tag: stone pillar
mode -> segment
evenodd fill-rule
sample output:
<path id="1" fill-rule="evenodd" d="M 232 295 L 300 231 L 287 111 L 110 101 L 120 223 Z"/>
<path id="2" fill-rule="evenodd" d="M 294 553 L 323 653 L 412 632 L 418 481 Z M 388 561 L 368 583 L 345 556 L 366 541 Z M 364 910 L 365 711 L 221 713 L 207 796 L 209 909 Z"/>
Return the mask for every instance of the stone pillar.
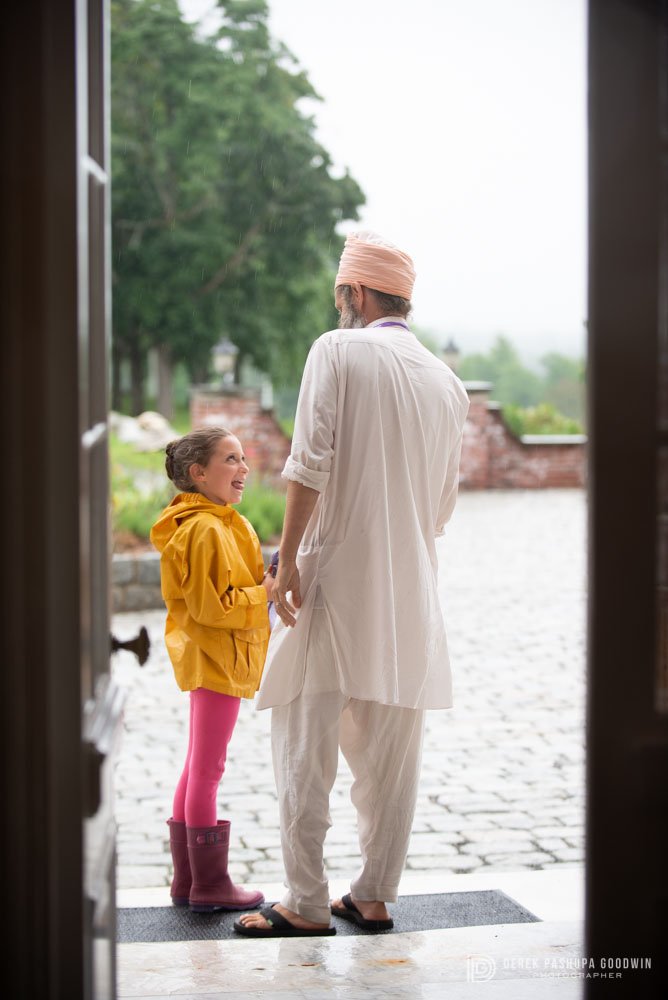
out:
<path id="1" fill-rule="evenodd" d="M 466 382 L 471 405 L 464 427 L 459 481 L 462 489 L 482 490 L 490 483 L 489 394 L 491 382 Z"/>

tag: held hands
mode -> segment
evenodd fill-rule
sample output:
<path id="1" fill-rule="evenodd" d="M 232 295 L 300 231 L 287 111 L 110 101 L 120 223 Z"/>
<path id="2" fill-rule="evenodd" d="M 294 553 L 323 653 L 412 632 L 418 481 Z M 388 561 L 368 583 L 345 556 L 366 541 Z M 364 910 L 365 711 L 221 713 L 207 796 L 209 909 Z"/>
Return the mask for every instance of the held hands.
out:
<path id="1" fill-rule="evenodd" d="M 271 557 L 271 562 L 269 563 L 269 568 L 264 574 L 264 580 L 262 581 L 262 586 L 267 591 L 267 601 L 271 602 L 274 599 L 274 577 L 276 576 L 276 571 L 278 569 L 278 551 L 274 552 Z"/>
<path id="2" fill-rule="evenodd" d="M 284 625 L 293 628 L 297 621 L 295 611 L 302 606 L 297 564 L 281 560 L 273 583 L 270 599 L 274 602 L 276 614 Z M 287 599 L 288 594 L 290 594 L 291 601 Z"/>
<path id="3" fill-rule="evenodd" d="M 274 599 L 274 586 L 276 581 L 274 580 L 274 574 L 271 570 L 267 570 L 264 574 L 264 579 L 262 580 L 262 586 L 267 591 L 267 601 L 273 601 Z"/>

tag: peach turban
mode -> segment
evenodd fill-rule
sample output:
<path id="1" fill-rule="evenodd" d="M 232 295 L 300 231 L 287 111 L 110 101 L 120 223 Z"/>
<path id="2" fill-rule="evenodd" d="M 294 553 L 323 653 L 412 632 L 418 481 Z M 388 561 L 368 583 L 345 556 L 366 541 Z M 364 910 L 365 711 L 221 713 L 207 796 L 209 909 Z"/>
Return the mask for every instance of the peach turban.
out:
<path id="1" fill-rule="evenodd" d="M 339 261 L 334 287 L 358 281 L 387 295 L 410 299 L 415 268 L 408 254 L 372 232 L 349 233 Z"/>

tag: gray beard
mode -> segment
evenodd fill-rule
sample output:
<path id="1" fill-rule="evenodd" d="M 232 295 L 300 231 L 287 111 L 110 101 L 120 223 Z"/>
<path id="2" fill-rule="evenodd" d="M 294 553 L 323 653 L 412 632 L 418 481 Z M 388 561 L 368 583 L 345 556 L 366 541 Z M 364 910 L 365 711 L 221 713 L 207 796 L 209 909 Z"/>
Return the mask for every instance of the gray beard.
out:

> [How to complete this task]
Return the lines above that include the string "peach".

> [Answer box]
tag: peach turban
Return the mask for every instance of the peach turban.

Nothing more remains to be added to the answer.